**Prompt**
Copy the material below, from the line with "Identify the silver laptop above." up to and including the line with "[392,63,457,112]". Write out only those lines, each one unchanged.
─── Data excerpts ───
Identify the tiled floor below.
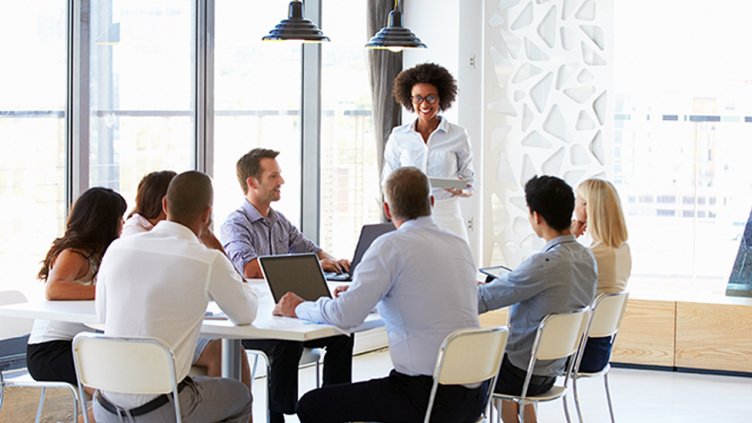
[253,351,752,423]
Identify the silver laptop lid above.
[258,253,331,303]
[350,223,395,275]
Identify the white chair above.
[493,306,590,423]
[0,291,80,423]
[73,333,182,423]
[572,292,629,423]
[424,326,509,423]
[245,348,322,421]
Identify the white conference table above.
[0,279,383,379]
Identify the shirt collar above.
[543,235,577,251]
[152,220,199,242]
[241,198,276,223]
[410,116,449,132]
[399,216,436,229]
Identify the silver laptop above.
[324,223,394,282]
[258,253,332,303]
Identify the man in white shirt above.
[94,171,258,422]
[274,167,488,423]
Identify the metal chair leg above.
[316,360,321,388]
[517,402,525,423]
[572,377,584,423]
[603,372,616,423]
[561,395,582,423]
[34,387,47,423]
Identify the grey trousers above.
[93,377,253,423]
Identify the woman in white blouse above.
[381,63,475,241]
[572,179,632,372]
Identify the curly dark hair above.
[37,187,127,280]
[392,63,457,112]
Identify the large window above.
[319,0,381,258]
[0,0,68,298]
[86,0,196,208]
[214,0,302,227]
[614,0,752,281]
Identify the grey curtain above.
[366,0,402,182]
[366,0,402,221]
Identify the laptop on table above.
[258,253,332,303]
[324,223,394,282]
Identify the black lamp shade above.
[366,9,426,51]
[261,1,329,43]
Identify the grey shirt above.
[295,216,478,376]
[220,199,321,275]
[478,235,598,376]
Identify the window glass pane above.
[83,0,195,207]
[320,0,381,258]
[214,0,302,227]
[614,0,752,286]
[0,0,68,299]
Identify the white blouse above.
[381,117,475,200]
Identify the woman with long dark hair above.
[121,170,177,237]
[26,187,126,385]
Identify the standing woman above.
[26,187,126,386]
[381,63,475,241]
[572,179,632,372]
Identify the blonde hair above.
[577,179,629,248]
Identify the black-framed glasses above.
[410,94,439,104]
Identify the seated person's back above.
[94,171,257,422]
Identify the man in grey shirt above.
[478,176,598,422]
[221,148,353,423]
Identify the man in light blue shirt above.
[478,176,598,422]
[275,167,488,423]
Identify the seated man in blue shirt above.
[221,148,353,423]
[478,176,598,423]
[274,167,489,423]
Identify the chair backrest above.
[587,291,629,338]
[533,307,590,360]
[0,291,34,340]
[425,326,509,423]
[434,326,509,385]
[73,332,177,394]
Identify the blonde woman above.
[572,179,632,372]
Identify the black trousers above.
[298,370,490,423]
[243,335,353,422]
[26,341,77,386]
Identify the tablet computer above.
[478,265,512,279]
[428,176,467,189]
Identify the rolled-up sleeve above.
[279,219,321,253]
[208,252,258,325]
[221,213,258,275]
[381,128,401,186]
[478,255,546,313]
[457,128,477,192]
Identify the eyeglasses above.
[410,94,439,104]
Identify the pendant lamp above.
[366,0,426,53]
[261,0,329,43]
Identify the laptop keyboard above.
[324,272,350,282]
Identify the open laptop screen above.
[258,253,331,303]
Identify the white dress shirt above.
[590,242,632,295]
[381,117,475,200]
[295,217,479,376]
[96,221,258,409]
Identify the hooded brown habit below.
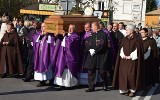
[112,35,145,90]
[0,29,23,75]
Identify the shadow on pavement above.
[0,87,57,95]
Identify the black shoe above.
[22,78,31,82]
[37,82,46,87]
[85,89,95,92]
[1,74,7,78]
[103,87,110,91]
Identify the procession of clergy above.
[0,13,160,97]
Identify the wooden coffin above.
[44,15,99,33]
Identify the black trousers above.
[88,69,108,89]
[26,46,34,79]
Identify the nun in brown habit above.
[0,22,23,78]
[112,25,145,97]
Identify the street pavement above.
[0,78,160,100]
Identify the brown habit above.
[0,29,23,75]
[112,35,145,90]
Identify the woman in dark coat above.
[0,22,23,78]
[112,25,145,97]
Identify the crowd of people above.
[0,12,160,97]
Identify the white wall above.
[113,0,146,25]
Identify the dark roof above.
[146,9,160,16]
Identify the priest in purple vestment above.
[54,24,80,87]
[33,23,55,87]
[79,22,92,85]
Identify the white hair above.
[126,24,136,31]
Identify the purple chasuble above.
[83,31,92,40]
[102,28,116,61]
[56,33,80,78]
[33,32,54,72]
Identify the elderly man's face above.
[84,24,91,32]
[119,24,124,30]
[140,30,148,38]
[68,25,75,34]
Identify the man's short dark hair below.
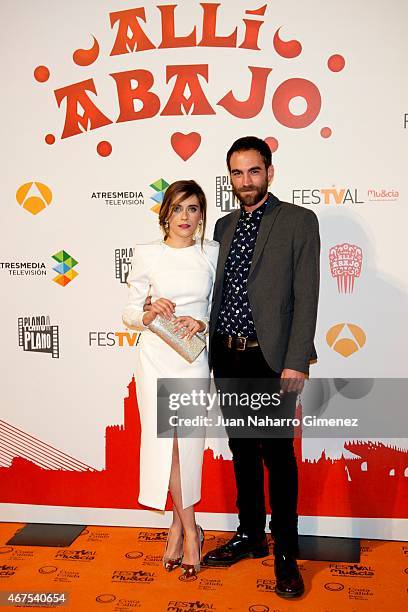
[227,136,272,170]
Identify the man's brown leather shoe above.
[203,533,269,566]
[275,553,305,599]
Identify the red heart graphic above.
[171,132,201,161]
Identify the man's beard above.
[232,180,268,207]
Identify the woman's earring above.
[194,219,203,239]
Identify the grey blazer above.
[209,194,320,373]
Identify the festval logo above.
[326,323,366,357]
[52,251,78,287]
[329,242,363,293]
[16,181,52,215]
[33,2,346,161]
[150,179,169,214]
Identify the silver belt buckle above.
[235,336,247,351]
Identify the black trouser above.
───
**Solution to this exercise**
Identify the silver laptop above.
[324,223,394,282]
[258,253,332,303]
Identify the man in white shirt above.
[94,171,258,422]
[274,167,488,423]
Identify the metal chair leg above.
[316,360,321,388]
[517,402,525,423]
[572,377,584,423]
[603,372,616,423]
[561,395,582,423]
[34,387,47,423]
Identify the grey trousers above.
[93,377,253,423]
Identify the woman in white blouse above.
[381,63,475,241]
[572,179,632,372]
Identify the curly dark hair above.
[37,187,127,280]
[392,63,457,112]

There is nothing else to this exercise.